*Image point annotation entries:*
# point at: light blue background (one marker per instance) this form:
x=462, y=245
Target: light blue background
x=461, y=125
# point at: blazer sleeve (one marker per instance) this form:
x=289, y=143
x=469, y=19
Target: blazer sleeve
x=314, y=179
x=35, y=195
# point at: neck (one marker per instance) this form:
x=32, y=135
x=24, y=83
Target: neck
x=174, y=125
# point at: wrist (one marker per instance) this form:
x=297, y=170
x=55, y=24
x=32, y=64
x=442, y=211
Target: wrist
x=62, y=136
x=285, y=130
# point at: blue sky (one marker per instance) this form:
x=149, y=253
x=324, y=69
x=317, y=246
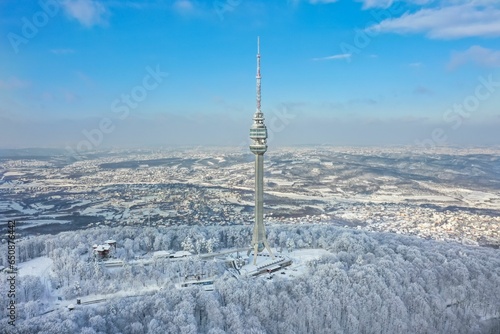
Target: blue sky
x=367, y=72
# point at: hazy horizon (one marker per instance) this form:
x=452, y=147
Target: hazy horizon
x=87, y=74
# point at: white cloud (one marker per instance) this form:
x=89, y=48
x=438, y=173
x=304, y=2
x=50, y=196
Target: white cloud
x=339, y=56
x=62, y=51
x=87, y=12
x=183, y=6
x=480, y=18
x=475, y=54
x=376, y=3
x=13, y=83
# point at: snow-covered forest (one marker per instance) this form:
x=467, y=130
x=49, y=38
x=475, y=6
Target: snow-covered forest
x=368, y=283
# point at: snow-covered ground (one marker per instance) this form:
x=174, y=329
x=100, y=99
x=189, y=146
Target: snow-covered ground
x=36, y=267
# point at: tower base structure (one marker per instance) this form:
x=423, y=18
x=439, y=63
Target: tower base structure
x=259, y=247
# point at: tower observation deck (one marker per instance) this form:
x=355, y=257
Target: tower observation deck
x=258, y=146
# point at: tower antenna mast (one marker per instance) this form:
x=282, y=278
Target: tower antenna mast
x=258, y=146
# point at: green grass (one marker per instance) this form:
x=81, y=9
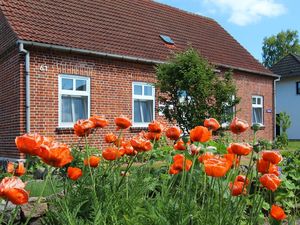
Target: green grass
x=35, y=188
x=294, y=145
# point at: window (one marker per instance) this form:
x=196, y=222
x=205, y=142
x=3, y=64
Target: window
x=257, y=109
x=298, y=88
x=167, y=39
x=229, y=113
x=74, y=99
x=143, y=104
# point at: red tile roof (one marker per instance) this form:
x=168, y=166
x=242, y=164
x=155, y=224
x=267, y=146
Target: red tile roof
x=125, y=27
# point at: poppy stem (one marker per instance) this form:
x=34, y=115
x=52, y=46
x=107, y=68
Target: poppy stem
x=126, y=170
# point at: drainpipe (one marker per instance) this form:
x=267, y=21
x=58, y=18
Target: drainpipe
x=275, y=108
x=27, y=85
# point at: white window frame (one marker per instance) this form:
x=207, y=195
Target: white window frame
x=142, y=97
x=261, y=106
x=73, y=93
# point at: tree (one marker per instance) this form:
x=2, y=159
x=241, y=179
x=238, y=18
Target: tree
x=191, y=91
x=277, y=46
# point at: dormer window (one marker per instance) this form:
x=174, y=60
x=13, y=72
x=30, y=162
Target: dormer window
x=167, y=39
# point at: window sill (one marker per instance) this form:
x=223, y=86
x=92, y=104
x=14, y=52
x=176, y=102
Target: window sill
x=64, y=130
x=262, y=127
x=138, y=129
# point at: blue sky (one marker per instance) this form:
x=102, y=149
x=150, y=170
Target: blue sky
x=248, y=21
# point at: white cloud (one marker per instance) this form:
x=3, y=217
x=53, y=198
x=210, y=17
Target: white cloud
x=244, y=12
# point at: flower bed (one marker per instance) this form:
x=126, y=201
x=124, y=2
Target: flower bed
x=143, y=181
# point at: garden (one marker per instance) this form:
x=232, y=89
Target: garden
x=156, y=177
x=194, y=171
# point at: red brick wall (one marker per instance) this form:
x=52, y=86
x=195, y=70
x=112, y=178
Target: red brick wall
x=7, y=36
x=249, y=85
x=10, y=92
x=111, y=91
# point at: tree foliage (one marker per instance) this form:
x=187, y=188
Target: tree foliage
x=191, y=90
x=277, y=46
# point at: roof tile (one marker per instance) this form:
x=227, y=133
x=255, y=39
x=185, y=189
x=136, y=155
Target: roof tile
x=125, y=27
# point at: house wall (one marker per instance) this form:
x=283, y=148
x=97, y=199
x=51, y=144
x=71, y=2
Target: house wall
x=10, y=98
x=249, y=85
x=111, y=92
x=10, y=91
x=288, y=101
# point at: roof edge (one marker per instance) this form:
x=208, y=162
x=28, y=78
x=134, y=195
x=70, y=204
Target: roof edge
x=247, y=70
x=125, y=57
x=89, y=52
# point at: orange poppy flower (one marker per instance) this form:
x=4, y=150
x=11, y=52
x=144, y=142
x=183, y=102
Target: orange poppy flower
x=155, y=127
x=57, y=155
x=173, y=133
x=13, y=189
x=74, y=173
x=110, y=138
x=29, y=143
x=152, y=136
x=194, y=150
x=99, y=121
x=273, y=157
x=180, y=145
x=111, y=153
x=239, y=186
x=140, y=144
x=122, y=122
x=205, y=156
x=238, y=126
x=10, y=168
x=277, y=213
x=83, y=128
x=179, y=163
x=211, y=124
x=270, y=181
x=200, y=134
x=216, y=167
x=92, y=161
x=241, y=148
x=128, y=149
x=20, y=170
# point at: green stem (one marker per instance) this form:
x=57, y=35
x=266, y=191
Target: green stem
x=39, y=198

*What you should do:*
Retype all of the items above, keeping every line unchanged. Omit the pictures from your answer.

*Solution to the problem:*
# point at: light blue background (one marker per instance) this form:
x=462, y=245
Target: light blue background
x=461, y=125
# point at: blazer sleeve (one marker per instance) this form:
x=289, y=143
x=469, y=19
Target: blazer sleeve
x=314, y=179
x=35, y=195
# point at: neck (one marker per instance) this form:
x=32, y=135
x=24, y=83
Target: neck
x=174, y=125
# point at: wrist (one marker per instance) this form:
x=297, y=170
x=55, y=24
x=32, y=64
x=442, y=211
Target: wrist
x=62, y=136
x=285, y=130
# point at: blue sky (one marker per instance) this form:
x=149, y=253
x=324, y=69
x=317, y=246
Target: blue sky
x=367, y=72
# point at: hazy horizon (one marker per instance) this form:
x=452, y=147
Target: hazy horizon
x=87, y=74
# point at: white cloud (one marker per instance) this form:
x=89, y=48
x=438, y=173
x=304, y=2
x=50, y=196
Target: white cloud
x=339, y=56
x=62, y=51
x=87, y=12
x=183, y=6
x=480, y=18
x=475, y=54
x=376, y=3
x=13, y=83
# point at: snow-covered forest (one marker per instance) this form:
x=467, y=130
x=49, y=38
x=475, y=6
Target: snow-covered forest
x=368, y=283
# point at: snow-covered ground (one marker per instance) this form:
x=174, y=329
x=100, y=99
x=189, y=146
Target: snow-covered ground
x=36, y=267
# point at: tower base structure (one marker per instance) this form:
x=423, y=18
x=439, y=63
Target: tower base structure
x=259, y=247
# point at: tower observation deck (one marker per instance) this form:
x=355, y=257
Target: tower observation deck
x=258, y=146
# point at: tower antenna mast (one marker per instance) this form:
x=282, y=278
Target: tower antenna mast
x=258, y=146
# point at: green grass (one marker per instance) this form:
x=81, y=9
Target: green grass
x=35, y=188
x=294, y=145
# point at: window (one marker per instance) this form:
x=196, y=222
x=205, y=142
x=3, y=64
Target: window
x=257, y=109
x=298, y=88
x=167, y=39
x=229, y=113
x=74, y=99
x=143, y=104
# point at: red tile roof (one marker per instance) this form:
x=168, y=166
x=242, y=164
x=155, y=224
x=267, y=146
Target: red tile roof
x=125, y=27
# point at: poppy stem (one marker per instance) this form:
x=34, y=115
x=52, y=46
x=107, y=68
Target: poppy stem
x=126, y=170
# point at: drainpipe (one marker per instance) this form:
x=267, y=21
x=58, y=18
Target: drainpipe
x=275, y=108
x=27, y=85
# point at: white window frame (one marker per instance) this form:
x=207, y=195
Target: white window frame
x=142, y=97
x=261, y=106
x=73, y=93
# point at: tree (one marker per instance) this form:
x=2, y=159
x=241, y=179
x=238, y=18
Target: tree
x=191, y=91
x=277, y=46
# point at: dormer window (one marker per instance) this form:
x=174, y=60
x=13, y=72
x=30, y=162
Target: dormer window
x=167, y=39
# point at: window sill (one marker per instance) this form:
x=223, y=86
x=92, y=104
x=14, y=52
x=176, y=102
Target: window sill
x=64, y=130
x=262, y=127
x=138, y=129
# point at: blue sky (one marker per instance) this form:
x=102, y=149
x=150, y=170
Target: blue sky
x=248, y=21
# point at: white cloud (one marker per instance) this form:
x=3, y=217
x=53, y=198
x=210, y=17
Target: white cloud
x=244, y=12
# point at: flower bed (one marker per instance) this form:
x=126, y=201
x=124, y=2
Target: flower bed
x=143, y=181
# point at: garden (one marker per instance) this form:
x=232, y=89
Target: garden
x=156, y=177
x=194, y=171
# point at: red brick wall (one marker per instance) this form:
x=52, y=86
x=195, y=70
x=112, y=178
Target: red brick wall
x=7, y=36
x=249, y=85
x=10, y=92
x=111, y=91
# point at: tree foliage (one marker per instance) this form:
x=187, y=188
Target: tree foliage
x=191, y=90
x=277, y=46
# point at: roof tile (one marker per instance) this form:
x=227, y=133
x=255, y=39
x=185, y=189
x=136, y=155
Target: roof tile
x=125, y=27
# point at: house wall (one marker per instance) this form:
x=283, y=148
x=97, y=199
x=51, y=144
x=71, y=2
Target: house wall
x=10, y=98
x=249, y=85
x=111, y=92
x=10, y=91
x=288, y=101
# point at: roof edge (one marker per instance) this form:
x=208, y=162
x=28, y=78
x=134, y=195
x=70, y=204
Target: roof edge
x=247, y=70
x=125, y=57
x=89, y=52
# point at: orange poppy flower (one marker per instance) this form:
x=4, y=150
x=11, y=52
x=144, y=142
x=183, y=102
Target: orange poppy flower
x=155, y=127
x=57, y=155
x=173, y=133
x=13, y=189
x=74, y=173
x=110, y=138
x=29, y=143
x=152, y=136
x=194, y=150
x=99, y=121
x=273, y=157
x=180, y=145
x=111, y=153
x=239, y=186
x=140, y=144
x=122, y=122
x=205, y=156
x=238, y=126
x=10, y=168
x=277, y=213
x=83, y=128
x=179, y=163
x=211, y=124
x=270, y=181
x=200, y=134
x=216, y=167
x=92, y=161
x=241, y=148
x=128, y=149
x=20, y=170
# point at: green stem (one marker per instance) this form:
x=57, y=35
x=266, y=191
Target: green stem
x=39, y=198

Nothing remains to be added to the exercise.